TASK OBJECTIVE:
Starting at the line that contains "Exercise. Identify every instance of the hanging", retype each line to the end of the listing below. Include both ends, but not the pictures.

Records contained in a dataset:
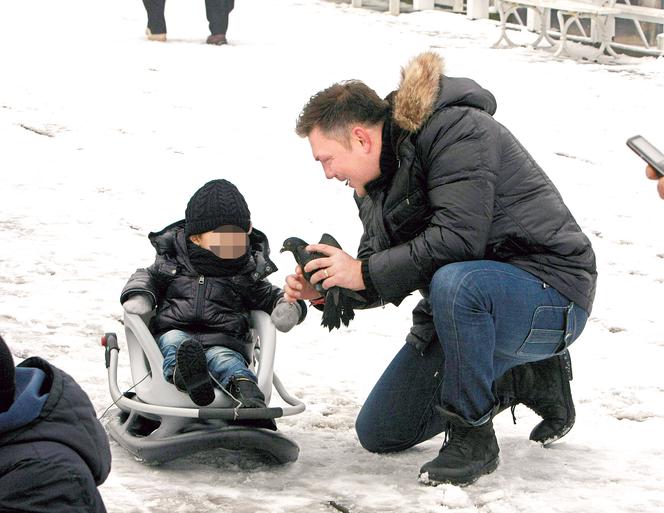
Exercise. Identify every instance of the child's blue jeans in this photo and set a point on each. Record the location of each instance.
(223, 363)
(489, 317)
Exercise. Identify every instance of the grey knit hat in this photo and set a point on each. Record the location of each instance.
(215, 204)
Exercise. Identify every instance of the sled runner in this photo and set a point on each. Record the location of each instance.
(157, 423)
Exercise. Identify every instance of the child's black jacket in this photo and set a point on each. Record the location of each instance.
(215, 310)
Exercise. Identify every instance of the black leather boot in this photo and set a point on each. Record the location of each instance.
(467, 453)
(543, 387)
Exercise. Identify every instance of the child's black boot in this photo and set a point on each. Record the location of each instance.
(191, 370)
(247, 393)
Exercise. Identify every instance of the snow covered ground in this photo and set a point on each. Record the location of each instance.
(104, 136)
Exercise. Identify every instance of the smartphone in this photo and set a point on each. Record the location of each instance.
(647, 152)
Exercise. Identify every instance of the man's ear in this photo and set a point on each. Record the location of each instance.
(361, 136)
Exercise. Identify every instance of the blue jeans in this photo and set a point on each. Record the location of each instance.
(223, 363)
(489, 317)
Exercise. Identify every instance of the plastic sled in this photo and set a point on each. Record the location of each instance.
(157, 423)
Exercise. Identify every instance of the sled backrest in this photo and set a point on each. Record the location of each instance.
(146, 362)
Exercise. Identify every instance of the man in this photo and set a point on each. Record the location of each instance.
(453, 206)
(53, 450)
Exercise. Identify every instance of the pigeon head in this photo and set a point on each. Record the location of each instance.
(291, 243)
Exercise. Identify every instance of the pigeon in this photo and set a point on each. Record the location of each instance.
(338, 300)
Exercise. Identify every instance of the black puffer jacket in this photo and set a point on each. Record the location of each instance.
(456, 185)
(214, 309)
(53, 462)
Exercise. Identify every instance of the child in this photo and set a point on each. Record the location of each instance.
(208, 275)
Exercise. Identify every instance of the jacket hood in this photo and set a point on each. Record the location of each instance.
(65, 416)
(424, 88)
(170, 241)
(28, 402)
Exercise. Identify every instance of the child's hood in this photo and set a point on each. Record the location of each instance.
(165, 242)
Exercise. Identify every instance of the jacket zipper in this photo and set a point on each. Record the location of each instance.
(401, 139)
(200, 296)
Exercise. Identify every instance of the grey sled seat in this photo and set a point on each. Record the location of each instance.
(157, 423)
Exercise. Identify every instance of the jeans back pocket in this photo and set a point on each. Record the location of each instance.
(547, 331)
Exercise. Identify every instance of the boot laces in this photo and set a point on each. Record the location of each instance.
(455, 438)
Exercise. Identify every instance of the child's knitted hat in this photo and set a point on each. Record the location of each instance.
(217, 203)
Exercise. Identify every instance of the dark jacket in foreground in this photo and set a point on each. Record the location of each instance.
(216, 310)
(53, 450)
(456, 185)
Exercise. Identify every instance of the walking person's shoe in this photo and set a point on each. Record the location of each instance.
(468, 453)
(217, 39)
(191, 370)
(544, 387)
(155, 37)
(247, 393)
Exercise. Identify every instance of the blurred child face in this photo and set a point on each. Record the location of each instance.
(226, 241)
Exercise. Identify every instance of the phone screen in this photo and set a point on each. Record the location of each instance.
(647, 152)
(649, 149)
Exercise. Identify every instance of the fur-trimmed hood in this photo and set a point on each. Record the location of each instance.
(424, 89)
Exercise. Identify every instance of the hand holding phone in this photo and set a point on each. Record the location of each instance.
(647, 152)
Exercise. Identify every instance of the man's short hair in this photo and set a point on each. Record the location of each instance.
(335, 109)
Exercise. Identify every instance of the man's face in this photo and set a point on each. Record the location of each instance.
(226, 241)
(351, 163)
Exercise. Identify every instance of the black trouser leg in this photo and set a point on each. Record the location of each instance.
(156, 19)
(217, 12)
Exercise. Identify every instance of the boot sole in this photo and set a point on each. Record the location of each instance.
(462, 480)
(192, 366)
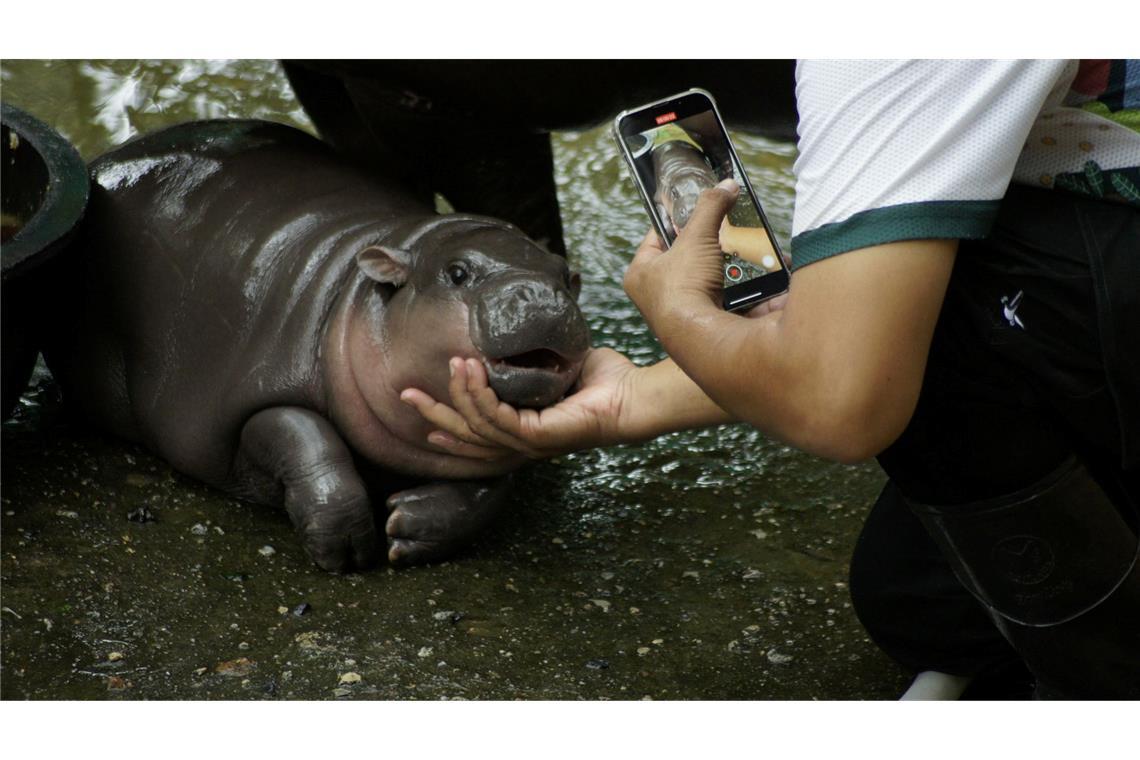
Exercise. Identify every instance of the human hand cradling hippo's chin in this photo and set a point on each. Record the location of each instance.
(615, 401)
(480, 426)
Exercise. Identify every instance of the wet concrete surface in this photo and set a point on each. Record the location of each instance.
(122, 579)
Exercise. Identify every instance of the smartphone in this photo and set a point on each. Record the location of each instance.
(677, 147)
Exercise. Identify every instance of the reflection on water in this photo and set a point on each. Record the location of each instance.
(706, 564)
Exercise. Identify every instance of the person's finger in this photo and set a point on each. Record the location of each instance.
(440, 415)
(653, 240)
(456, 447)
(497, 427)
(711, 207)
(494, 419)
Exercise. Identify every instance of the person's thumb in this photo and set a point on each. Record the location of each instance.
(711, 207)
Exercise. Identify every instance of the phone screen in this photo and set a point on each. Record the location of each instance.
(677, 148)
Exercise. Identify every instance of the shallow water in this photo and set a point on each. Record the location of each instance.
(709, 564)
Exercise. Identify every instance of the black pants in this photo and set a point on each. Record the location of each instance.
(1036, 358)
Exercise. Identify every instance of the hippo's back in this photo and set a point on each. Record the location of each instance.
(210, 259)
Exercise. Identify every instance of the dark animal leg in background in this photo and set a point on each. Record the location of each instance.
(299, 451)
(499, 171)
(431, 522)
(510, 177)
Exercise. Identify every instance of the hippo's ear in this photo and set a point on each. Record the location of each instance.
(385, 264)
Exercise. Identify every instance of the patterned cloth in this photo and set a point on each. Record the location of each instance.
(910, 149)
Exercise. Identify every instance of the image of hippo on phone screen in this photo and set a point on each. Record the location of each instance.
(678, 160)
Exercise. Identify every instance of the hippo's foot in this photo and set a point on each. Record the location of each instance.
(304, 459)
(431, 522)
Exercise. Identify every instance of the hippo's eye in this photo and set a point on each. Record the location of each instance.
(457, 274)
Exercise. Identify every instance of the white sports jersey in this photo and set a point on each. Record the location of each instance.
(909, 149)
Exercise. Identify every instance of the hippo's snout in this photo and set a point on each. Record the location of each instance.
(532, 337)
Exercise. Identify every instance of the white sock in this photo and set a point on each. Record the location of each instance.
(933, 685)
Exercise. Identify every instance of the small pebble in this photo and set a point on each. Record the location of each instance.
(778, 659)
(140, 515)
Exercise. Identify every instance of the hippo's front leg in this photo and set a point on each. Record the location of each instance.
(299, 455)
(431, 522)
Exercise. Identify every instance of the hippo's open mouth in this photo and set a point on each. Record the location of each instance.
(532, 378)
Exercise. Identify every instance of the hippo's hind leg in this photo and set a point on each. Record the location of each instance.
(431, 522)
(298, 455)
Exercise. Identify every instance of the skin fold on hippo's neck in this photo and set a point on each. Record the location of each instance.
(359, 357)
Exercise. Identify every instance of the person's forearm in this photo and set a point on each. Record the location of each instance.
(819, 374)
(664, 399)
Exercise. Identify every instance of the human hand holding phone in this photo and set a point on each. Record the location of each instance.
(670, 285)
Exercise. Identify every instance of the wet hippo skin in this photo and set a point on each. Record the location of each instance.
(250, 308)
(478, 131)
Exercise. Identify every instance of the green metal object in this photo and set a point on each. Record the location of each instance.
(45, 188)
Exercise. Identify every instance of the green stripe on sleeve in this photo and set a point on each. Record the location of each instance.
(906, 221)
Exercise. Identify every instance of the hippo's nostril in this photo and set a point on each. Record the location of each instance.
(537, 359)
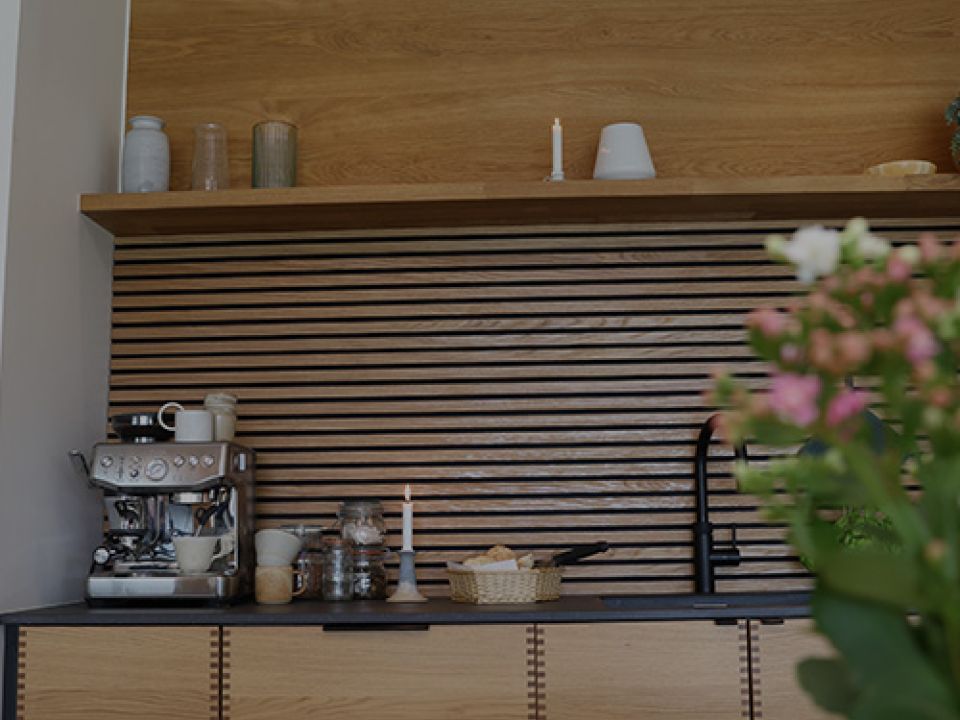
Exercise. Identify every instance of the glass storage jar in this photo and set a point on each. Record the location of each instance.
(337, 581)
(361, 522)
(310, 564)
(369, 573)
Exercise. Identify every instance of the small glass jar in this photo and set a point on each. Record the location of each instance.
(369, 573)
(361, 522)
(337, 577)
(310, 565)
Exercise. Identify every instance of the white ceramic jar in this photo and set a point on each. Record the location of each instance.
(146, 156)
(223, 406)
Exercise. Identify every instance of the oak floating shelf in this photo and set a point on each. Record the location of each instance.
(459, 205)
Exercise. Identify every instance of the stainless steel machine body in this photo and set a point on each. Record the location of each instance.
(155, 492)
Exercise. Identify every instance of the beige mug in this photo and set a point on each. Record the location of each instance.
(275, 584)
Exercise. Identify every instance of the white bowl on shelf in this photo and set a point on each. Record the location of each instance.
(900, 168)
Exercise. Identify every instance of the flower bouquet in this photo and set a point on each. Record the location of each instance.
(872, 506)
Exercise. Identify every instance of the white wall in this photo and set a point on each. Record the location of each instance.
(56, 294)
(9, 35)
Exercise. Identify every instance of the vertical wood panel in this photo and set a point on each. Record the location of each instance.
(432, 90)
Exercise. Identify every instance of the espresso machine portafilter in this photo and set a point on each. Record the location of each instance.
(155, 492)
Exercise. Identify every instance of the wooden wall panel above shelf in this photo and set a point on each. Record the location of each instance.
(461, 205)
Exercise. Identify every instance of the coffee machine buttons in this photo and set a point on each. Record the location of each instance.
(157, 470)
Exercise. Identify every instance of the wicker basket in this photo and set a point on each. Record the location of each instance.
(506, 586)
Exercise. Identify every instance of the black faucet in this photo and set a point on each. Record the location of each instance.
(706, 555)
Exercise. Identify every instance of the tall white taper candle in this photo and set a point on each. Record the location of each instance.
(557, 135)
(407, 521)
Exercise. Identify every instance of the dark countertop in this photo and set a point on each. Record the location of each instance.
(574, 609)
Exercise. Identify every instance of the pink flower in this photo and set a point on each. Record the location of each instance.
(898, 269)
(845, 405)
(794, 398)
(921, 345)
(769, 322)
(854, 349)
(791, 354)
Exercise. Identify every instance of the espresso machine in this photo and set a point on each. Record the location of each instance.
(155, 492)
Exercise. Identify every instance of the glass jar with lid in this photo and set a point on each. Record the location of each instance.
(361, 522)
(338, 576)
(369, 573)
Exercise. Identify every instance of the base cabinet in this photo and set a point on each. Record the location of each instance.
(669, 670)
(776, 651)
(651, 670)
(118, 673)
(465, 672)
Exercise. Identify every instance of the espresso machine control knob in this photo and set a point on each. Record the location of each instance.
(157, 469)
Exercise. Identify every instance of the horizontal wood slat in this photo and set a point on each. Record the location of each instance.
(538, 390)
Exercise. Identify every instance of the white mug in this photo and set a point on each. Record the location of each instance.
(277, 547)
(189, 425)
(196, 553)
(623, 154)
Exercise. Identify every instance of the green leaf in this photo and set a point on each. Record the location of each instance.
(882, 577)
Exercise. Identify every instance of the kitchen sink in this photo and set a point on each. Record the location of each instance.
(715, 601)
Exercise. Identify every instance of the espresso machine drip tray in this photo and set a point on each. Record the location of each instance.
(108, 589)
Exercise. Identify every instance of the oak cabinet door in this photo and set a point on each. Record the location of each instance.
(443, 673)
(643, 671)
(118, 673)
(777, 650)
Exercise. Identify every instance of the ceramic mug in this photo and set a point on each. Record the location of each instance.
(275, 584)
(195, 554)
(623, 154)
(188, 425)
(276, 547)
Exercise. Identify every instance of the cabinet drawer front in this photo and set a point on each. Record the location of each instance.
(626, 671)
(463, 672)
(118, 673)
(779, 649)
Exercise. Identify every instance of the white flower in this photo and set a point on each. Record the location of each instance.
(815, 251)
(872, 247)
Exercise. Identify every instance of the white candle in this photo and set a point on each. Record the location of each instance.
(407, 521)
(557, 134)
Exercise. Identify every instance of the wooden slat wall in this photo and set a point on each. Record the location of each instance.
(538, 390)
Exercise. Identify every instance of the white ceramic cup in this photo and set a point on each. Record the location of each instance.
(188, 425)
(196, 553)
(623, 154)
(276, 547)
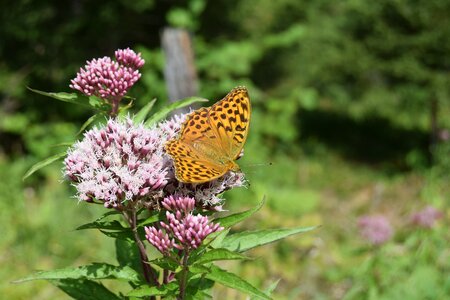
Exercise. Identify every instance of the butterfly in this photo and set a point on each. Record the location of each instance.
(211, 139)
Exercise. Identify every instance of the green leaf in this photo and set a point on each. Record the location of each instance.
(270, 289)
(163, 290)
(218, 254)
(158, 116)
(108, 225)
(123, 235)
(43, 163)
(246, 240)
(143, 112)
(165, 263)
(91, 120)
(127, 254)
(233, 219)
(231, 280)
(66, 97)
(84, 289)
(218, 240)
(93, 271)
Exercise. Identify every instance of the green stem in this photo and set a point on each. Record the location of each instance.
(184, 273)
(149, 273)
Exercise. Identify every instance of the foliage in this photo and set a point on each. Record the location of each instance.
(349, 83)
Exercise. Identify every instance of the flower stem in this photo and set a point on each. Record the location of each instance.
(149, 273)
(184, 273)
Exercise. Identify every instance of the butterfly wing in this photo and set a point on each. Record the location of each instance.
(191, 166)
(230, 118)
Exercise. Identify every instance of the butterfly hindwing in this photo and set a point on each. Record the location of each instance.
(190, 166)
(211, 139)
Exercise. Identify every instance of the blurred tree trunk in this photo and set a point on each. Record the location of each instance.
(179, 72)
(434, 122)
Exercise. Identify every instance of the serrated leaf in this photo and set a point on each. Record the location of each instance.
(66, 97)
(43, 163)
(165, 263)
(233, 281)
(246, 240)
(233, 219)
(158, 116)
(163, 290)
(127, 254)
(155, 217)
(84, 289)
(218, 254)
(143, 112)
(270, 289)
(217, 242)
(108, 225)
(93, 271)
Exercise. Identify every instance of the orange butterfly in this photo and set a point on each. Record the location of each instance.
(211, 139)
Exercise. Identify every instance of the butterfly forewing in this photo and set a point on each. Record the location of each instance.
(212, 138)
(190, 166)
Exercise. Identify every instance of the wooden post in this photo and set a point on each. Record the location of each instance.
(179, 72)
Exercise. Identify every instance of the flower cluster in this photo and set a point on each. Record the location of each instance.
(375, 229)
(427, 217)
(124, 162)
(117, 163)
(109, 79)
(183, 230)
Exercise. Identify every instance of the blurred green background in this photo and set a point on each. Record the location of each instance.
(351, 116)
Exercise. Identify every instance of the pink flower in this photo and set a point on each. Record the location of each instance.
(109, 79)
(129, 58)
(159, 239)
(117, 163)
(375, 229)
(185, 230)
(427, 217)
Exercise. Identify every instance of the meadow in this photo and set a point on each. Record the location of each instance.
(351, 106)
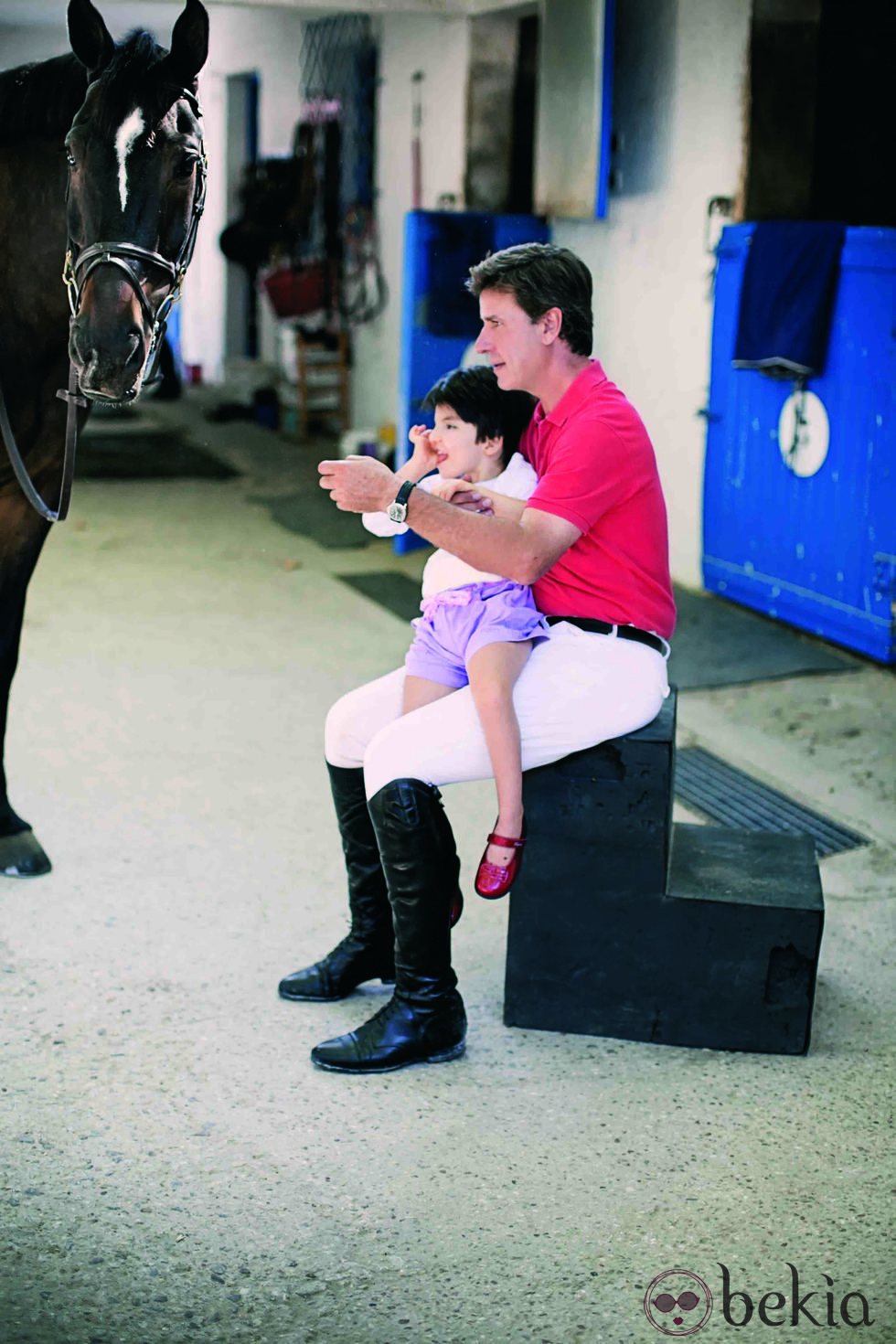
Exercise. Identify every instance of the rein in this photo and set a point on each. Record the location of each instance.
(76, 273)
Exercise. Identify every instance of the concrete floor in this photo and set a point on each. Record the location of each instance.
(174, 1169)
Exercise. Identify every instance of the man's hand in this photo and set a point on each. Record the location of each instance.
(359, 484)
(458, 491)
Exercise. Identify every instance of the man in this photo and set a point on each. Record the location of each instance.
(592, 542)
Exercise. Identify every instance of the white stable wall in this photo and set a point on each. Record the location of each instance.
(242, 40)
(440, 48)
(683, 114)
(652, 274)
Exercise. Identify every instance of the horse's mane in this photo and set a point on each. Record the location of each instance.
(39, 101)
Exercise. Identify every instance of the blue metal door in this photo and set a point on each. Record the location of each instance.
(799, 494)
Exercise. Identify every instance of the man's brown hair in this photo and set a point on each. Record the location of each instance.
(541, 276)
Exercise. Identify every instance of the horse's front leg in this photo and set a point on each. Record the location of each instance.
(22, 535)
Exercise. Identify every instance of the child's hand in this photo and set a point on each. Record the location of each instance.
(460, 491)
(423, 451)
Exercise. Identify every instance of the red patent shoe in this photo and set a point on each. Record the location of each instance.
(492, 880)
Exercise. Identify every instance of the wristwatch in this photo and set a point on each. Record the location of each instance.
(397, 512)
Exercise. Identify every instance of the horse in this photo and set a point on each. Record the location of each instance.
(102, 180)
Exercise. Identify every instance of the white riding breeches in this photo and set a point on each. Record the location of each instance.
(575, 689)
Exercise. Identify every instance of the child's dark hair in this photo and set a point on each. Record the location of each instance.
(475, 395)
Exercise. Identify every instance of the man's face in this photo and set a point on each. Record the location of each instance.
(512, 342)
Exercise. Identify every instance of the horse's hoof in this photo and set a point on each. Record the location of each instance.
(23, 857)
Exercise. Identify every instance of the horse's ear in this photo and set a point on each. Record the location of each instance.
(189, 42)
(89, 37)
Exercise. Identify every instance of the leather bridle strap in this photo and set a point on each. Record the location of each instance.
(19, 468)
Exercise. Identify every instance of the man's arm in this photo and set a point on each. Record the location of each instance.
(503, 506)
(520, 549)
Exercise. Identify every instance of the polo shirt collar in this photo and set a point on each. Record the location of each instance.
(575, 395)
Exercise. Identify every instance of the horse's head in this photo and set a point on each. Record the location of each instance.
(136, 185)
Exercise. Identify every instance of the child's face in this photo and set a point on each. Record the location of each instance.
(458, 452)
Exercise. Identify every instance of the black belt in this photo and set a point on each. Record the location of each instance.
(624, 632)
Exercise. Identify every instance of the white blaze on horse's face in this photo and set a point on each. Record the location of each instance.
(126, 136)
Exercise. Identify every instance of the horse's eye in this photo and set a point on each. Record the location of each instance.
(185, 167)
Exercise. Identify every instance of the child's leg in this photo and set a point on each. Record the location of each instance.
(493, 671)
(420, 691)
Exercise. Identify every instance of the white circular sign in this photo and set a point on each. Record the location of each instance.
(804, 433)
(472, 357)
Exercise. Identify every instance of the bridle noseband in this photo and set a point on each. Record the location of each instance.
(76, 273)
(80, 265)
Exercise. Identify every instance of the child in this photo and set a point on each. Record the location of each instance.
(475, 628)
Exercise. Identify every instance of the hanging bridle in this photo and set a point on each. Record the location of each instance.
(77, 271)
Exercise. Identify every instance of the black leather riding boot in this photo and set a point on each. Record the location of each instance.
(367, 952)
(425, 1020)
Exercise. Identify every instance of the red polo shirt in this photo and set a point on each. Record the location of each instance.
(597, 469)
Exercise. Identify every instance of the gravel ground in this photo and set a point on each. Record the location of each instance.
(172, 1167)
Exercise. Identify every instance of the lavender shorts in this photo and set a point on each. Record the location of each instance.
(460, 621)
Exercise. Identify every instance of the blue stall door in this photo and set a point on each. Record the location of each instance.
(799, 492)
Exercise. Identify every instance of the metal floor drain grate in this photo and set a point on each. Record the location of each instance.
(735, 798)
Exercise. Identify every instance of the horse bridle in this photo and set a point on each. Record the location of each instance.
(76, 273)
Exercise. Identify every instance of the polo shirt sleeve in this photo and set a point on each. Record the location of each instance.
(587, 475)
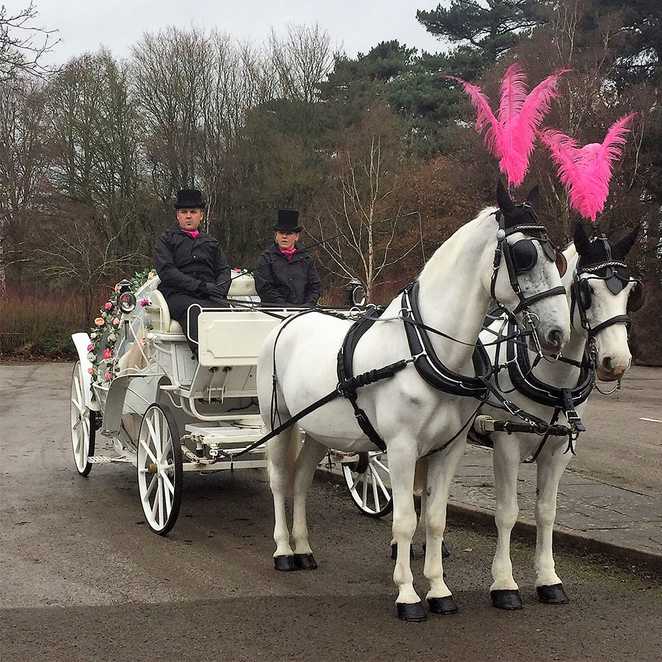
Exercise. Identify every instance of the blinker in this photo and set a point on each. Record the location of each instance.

SOLUTION TO THIS PROBLEM:
Exercise. Identify every instance of the hanging bridle in this photo and set a point on each. Record the location of each instance.
(77, 271)
Exercise. Identify every instance of the black leather riding boot in this photo and set a point on each. Record the location of each instance.
(367, 952)
(425, 1020)
Exercise. Identify every instance of the red polo shirt in this photo and set a point on each. Record the location of each instance.
(597, 469)
Exercise. Identify every instance of the gravel ground in this photo and set a point on each. Record the location of each instance.
(172, 1167)
Exercise. Identify every instance of the lavender shorts in this photo and set a point on each. Record the location of each instance.
(460, 621)
Exercise. Identify every instance of the blue stall door in this photo and set a point on each. Record the location of each instance.
(799, 492)
Exercise. Identify every instance of the metal floor drain grate in this photo and set a point on each. Record the location of each instance.
(735, 798)
Exercise. Identify every instance of the horse bridle in this photo and set a point on each. Record the location of each instance.
(76, 273)
Exercise. Identify every instance of the polo shirt sleeve in this photo and set a point on each. Record the location of each instance.
(587, 475)
Exercise. Identify every instance of the blinker in this photo and set a point on each. Record the location of each instance.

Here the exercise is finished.